▶ [Do this]: In the listing below, copy out word for word the lines from the one containing "Put a dot on the collar" up to and including the one containing "<point>879,376</point>".

▶ [Data for the task]:
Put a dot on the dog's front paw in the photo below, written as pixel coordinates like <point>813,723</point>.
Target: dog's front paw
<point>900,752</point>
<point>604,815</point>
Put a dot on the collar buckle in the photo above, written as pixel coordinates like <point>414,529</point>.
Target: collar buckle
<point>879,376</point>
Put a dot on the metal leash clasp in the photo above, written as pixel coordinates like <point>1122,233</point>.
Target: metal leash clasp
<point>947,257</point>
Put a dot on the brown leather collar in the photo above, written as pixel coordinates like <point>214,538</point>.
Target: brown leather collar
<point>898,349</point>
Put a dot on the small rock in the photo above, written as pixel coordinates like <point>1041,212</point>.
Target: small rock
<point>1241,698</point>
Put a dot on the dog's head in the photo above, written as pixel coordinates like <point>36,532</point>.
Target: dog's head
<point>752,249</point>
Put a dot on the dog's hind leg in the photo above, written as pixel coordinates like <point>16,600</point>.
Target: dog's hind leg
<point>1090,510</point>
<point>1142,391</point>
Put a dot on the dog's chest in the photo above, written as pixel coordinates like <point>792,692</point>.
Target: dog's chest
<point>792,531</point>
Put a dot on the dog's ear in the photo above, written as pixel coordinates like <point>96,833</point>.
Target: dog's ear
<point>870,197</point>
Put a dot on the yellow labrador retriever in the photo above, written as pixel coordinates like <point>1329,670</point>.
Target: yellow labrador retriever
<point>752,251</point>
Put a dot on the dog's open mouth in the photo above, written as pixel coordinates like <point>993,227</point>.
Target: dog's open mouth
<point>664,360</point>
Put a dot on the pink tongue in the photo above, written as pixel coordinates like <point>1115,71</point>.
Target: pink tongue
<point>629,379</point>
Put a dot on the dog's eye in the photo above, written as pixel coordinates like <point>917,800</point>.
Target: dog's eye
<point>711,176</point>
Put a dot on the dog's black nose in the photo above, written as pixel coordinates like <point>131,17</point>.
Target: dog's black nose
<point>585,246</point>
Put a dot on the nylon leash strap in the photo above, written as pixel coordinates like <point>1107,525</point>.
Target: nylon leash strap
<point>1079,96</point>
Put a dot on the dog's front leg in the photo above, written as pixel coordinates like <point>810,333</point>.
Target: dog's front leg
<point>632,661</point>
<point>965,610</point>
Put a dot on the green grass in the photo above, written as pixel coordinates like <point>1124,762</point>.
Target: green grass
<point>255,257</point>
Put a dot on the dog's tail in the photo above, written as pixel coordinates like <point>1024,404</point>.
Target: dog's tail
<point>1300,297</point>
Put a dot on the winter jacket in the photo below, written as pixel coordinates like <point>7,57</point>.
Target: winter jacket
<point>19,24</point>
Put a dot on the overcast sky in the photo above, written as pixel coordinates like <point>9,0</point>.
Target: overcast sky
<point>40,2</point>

▶ [Answer to the task]:
Put a dot on the collar buckle in the photo above, written as pixel coordinates like <point>414,529</point>.
Target: collar buckle
<point>879,376</point>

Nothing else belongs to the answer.